■ Dataset records
* begin *

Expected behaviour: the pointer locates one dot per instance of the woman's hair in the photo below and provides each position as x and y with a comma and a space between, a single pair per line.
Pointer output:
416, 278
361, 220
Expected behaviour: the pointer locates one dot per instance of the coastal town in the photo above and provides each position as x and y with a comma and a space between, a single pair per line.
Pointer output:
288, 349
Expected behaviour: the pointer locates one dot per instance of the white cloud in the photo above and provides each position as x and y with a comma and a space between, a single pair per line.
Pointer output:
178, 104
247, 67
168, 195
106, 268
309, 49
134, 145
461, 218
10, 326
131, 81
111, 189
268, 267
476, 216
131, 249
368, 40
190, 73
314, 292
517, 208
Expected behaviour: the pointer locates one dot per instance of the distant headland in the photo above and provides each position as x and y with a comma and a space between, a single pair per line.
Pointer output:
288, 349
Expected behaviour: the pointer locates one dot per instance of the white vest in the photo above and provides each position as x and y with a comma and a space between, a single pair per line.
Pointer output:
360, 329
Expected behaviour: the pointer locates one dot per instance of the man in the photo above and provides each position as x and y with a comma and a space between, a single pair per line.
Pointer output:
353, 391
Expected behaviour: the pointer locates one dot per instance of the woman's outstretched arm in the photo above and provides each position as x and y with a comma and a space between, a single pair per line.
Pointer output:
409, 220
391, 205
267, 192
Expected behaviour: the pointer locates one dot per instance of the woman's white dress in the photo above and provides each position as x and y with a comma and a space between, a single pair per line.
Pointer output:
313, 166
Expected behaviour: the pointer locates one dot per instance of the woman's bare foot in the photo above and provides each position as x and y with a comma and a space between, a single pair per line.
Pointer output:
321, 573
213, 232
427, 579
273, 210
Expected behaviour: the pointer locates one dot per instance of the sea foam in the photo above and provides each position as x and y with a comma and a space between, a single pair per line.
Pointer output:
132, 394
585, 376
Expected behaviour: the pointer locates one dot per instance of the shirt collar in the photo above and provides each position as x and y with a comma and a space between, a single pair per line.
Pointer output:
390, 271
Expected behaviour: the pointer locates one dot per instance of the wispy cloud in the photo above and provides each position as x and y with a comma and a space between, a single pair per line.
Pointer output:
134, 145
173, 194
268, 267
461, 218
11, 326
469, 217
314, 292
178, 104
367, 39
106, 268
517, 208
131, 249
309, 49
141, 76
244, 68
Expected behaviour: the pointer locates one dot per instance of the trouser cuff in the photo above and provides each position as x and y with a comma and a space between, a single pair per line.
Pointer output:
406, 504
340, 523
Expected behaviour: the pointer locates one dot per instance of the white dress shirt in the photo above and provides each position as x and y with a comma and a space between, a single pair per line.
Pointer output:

* end *

Please reproduce all of the data above word for word, keeping every line as it is.

■ Answer to the exercise
Expected behaviour: the pointer locates one dot per instance of the woman's hair in the photo below and provides each position as x and y with a comma and a space between, a single pair per line.
Pointer output:
416, 278
361, 220
Expected behaviour: the pointer locates one dot per instance of the coastal town in the photo above and provides each position as x and y with a comma and a space between, a single pair per line.
Pointer output:
288, 349
Expected behaviour: the pointer locates one dot per instance of the white cloud in the photo above and provides each position as x and y with a comma and a space between, a single pair per line.
Pointer output:
178, 104
247, 67
168, 195
106, 268
309, 49
134, 145
461, 218
10, 326
131, 81
111, 189
268, 267
476, 216
131, 249
368, 40
190, 73
314, 292
517, 208
Expected behaviour: the pointer locates one dot per instance of the distant headland in the photo above and provides each position as x and y with a comma and a space between, a single pair per line.
Pointer output:
288, 349
Expected behaviour: the pointer locates one dot per instance of the white vest in the photo above and provides each position as x and y with a comma and a space between, a single pair per line.
Pointer output:
360, 329
Expected behaviour: the pointer locates one dot per instance of the man in the photo above and provides each position as x and y with a comma and a space between, a single pair per line.
Pointer output:
353, 391
Expected behaviour: the pointer locates one dot per instance of the woman's outstretched arm in the photo above and provides each position as x and y with a comma and a space between, a single pair per line.
Pointer output:
409, 220
391, 205
267, 192
Expected behaviour: the pointer locates one dot per instance of the woman's white dress in the photo above and provides each position as x and y with a comma and a space between, a single pair per line.
Pointer output:
313, 166
Expected behaviour: the pointer locates one dot per instance of the woman's bare foot in the photo above and provides each position as x and y with a comma and a space between, a single pair per line.
Pointer output:
321, 573
213, 232
427, 579
273, 210
Expected behaviour: the pointer locates one dot per instance of the sea foam in the photo above and provides each position as x and y with a comma and a space between, a single pair per line.
Pointer output:
132, 394
585, 376
Expected behaviour: the pointer locates one dot per instance of the shirt collar in the photo above and provides each position as x and y with a comma and a space between, a single pair per line.
Pointer output:
390, 271
Expected behaviour: the pointer locates one dot per instance of the wispy cloud in the photo above and provides each position as x and y with a comma and a space between, a single pair per line.
Pointer output:
134, 145
173, 194
268, 267
461, 218
11, 326
469, 217
314, 292
178, 104
367, 39
106, 268
517, 208
131, 249
309, 49
141, 76
244, 68
Expected behaviour: the pointer locates one dot per instance of the trouser cuff in the photo above and provides each position as x and y with a comma and a space between, a single pair per line.
Pointer output:
406, 504
340, 523
Expected behaviour: the pointer locates one dot per instance of the white dress shirt in the photo above and provides each position as x and y with a comma and a space between, a single pair per line.
Pointer output:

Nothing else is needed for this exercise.